◆ Exercise requirements
1. Can you set down the blog text about spring and growing older, word for word, between "Those few opening" and "my soul today.", inclusive?
2. Can you take the blog text about spring and growing older further, picking up after its final sentence?

◆ Given text
▼▼▼

Also, have I mentioned my children are actually climbing the walls?

That afternoon, however, I was surprised when I noticed the magnolia tree in our front yard; or, more accurately, I noticed its furry buds. Most are closed up tight, but a few, especially on the tree’s south side, are beginning to stretch their outer casings to reveal the more tender insides.

You guys, it’s happening! My tree is getting ready to bloom, which means spring is coming!

Even more than exhaustion with winter, however, is the exhaustion in my soul lately. I’m just flat out tired down to my core. Every day I feel spent and used up and like not enough and too much all at once. I’ve felt this way for some time, and even though I’ve been experimenting and adjusting and reprioritizing, I haven’t had much luck at finding renewal, at forcing a rebirth of energy and purpose in my soul.

Those few opening buds on my magnolia tree cheered me in more ways than one.  “Have faith. It’s true!” they cried. “The  secrets of rebirth endure even while the death of winter falls softly and blankets everything I can see. Winter will not last forever. Even in the midst of snow, spring is preparing herself.”

Spring will come—is coming. Around me and, I hope, inside me. Winter’s work is not yet done, but it will not last forever, and it will all be reborn again.

And that reminder brought a deep breath of refreshment to my soul today. 

As I Get Older

As I get older, I realize how short 80 or 90 or 100 years really is. When I was little, the span between Christmases was interminable. Now, I feel like I was 28 and I blinked and turned 40.

Me, maybe 4ish?

As I get older, I realize how much more compact history really is than it seemed to me when I was younger. The year I was born, there was still a living person who was alive during the Civil War. What???!? And odds are reasonable that at least my littles will live to see another century. If that’s true, my children and I will have existed in three centuries, which sounds like it should entail a very long time but is really only two generations. All of history is much more compact than it seems.

As I get older, I realize how much more complex the world really is. And also how much more simple it is than I used to imagine. The downside often relates to money. Or power. Probably both. The upside is almost always love. More love. Always love.

As I get older, I realize the “secret” is just hard work, and the “shortcut” is staying on the path. Stay, don’t stray. Consistency in the small things over a lifetime bears fruit.

▲▲▲

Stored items
▼▼▼

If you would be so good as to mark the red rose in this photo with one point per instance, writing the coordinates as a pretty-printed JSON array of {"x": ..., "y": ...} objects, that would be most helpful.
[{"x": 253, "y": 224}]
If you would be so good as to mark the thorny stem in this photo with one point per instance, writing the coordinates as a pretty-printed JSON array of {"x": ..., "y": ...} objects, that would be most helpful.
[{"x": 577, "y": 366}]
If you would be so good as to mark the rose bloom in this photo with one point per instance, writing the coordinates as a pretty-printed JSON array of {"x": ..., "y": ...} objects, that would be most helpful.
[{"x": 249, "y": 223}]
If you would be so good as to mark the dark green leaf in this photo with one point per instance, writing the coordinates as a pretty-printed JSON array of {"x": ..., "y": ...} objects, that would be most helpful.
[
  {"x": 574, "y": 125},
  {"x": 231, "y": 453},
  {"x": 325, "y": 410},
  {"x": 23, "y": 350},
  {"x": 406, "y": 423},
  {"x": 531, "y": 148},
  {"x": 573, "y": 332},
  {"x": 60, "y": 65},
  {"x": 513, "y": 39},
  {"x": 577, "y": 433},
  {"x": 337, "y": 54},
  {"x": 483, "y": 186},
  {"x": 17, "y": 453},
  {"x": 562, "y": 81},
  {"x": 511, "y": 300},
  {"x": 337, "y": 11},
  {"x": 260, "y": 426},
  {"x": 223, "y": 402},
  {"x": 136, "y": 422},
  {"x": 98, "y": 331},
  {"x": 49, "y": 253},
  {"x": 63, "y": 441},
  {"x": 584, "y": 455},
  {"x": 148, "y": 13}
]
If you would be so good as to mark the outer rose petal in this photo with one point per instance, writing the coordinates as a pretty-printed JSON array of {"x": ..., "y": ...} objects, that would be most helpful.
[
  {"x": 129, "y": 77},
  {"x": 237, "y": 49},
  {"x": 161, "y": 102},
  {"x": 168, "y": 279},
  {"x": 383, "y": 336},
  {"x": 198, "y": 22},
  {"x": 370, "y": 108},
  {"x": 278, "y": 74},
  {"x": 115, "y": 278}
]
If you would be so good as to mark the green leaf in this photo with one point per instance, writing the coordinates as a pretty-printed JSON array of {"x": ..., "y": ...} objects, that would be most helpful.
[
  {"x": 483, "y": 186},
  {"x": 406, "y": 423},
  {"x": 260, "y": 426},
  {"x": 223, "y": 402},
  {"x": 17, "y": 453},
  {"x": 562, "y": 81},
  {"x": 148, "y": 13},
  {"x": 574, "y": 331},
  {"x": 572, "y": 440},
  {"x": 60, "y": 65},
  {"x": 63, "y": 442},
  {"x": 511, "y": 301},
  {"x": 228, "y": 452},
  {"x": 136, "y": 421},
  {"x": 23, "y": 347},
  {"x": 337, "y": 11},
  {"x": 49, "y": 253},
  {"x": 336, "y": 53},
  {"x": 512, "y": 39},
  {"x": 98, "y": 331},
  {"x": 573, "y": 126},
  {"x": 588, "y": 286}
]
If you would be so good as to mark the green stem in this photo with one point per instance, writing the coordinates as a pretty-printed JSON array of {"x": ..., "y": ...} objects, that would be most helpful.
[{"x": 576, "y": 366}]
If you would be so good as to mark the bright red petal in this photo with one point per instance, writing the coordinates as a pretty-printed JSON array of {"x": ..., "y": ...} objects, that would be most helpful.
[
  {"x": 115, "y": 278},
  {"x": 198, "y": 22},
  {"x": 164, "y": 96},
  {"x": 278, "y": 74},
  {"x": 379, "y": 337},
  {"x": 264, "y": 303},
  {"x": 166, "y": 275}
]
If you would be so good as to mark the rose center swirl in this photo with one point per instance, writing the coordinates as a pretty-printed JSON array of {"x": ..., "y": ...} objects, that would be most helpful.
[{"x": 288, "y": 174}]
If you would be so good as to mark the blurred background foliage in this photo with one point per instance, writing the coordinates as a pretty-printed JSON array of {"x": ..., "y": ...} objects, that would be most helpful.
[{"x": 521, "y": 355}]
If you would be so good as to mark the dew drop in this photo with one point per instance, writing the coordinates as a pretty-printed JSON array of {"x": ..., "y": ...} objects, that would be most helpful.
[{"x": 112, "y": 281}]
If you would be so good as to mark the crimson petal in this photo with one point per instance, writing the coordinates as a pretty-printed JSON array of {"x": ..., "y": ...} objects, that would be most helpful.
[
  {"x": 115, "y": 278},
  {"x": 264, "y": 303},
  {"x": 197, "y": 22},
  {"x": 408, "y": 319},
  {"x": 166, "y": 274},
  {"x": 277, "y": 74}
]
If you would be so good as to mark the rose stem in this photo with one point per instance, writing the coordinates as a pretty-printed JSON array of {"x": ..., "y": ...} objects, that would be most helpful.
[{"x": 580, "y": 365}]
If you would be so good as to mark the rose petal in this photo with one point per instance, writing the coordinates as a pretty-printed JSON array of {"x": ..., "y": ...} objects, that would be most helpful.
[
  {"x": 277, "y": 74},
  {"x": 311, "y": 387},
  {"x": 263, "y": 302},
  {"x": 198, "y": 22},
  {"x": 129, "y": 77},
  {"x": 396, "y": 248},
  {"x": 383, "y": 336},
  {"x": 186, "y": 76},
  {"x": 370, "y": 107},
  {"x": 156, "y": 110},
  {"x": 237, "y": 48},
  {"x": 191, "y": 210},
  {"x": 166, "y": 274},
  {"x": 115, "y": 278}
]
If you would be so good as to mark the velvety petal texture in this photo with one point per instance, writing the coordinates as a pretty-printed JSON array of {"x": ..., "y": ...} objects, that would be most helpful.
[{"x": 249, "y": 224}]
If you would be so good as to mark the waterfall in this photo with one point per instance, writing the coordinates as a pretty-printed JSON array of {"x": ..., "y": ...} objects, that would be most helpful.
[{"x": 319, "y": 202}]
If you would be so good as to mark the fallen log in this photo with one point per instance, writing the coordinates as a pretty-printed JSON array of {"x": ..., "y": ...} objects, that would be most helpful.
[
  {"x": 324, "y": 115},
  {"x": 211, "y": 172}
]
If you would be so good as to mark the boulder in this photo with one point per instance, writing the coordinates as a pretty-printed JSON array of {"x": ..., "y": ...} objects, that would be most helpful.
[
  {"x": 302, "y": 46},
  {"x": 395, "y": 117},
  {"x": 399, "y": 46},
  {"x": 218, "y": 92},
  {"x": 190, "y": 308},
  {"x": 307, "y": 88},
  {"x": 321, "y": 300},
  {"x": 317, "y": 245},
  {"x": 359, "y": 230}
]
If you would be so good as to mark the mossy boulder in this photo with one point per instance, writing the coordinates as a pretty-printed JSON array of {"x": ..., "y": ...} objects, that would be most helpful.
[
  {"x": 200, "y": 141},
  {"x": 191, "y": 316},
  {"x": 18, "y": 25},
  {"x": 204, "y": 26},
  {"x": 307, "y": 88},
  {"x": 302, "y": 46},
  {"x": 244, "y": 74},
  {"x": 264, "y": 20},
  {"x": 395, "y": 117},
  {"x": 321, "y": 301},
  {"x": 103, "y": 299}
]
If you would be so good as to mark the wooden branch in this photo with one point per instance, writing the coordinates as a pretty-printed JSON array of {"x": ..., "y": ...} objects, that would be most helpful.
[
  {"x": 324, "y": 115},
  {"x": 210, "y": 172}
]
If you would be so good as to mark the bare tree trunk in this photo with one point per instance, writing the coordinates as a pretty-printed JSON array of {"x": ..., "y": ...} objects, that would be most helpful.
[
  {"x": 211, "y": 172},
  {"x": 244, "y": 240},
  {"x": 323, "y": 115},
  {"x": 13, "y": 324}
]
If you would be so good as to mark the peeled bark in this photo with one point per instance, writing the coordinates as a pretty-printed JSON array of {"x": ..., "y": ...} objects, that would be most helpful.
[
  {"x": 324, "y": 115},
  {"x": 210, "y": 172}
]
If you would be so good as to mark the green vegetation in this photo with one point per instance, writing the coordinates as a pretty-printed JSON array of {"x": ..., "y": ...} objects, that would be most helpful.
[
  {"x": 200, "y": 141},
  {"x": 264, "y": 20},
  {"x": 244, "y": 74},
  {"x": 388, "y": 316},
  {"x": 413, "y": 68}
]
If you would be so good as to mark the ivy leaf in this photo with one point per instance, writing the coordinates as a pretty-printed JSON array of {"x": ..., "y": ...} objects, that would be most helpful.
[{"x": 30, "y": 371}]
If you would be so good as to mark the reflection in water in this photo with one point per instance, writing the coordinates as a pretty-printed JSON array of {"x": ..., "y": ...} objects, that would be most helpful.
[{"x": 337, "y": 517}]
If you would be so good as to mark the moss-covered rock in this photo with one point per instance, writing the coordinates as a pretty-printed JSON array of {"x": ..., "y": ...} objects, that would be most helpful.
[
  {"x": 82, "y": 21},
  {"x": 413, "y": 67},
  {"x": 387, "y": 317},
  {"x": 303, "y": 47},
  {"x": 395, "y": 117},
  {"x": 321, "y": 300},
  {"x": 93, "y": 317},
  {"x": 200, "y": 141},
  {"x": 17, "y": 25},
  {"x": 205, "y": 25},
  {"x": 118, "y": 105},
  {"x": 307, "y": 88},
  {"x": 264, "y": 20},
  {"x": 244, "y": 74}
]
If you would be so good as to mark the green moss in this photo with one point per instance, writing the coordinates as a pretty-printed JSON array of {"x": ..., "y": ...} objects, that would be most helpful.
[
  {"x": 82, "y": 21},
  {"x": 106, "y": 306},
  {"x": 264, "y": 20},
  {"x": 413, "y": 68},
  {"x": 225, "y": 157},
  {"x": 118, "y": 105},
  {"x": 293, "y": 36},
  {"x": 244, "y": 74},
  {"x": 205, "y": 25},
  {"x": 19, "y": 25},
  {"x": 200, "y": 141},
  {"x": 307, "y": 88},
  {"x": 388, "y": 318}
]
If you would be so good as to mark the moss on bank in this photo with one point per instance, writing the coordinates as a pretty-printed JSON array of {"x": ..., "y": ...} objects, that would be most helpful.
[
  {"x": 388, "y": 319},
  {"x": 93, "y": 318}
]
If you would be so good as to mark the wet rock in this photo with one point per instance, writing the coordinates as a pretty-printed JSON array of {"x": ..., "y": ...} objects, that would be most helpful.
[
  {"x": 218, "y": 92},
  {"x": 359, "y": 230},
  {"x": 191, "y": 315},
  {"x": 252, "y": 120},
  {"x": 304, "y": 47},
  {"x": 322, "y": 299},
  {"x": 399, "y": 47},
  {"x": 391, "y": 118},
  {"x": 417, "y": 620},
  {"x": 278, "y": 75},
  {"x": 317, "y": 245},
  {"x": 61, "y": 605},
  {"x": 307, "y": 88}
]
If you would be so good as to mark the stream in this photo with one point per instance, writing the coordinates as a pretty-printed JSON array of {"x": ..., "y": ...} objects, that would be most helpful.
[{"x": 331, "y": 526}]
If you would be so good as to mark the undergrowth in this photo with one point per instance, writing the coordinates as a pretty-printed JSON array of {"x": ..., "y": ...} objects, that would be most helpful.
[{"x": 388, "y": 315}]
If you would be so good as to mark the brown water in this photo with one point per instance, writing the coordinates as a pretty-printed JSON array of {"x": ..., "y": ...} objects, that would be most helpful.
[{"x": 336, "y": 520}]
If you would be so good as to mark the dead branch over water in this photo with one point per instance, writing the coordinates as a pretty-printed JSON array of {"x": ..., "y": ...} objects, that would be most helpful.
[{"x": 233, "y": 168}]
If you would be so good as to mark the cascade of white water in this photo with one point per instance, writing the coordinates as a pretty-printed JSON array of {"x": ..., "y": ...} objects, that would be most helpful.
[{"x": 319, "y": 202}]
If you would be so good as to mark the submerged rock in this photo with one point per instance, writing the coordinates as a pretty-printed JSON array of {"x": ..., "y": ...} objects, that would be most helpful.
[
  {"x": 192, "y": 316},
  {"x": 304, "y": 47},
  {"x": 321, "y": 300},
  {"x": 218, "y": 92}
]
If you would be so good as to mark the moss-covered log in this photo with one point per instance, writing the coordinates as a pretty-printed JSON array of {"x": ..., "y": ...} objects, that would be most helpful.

▲▲▲

◆ Answers for each item
1.
Those few opening buds on my magnolia tree cheered me in more ways than one.  “Have faith. It’s true!” they cried. “The  secrets of rebirth endure even while the death of winter falls softly and blankets everything I can see. Winter will not last forever. Even in the midst of snow, spring is preparing herself.”

Spring will come—is coming. Around me and, I hope, inside me. Winter’s work is not yet done, but it will not last forever, and it will all be reborn again.

And that reminder brought a deep breath of refreshment to my soul today.

2.
My mama and me, 3ish?

As I get older, I realize my ideals are never going to be achieved, and–perhaps most significantly–that’s ok.  We’re all broken people, just doing the best we can. My body, my family, church, society at large, the environment…none of it’s going to be ideal. But real trumps ideal because idealism is imaginary.

As I get older, I realize that faith and questions can coexist. In fact, lately I’ve started suspecting that it’s not really faith at all if I’ve never questioned it. Doubts and questions don’t preclude faith.

Me (40 “ish”) and my own daughter, 6

As I get older, I realize that I really don’t like northern-ish winters. That giant glowing orb around which all of life revolves? Imagine that…it actually makes a difference! In my 20s, a friend and her family moved away to a warmer climate specifically to spend more time in sunshine. I didn’t quite get it then, but I get it now…especially right now as I stare out my windows into a sloppy March snowstorm.

As I get older, I realize that I think family dysfunction is mostly a zero-sum game. Not so much in a fatalistic way; more in a “Phew!” sort of way. Yes, I try not to make the same “mistakes” my parents made with me. Instead, I make other mistakes (and probably some of their same mistakes, too). Before I was a parent, I harbored two fundamental hopes about parenting: first, that my adult children and I would be friends; and second, that my adult children wouldn’t require therapy due to all my mistakes. Now, I still hope we’ll all be friends, but to the other issue, I’ll be overjoyed if they simply pay for the therapy themselves. 😉

As I get older, I realize that the cliches are true–the days really are long, the years really are short, and life really is precious.

And sleep. Sleep is precious, too. Which is where I’m going to go right now.